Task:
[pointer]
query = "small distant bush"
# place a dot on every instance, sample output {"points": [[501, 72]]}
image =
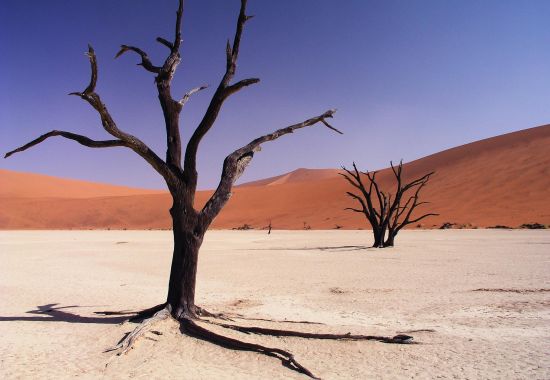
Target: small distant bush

····················

Stated problem → Rewrite the items above, changing every "small distant bush" to "tall nearby tree" and keeping everything else the same. Leave the pictures out of your answer.

Worked answer →
Task:
[pointer]
query = "tall nearby tree"
# place a dot on every instance, sample output {"points": [[501, 72]]}
image =
Target: tall nearby tree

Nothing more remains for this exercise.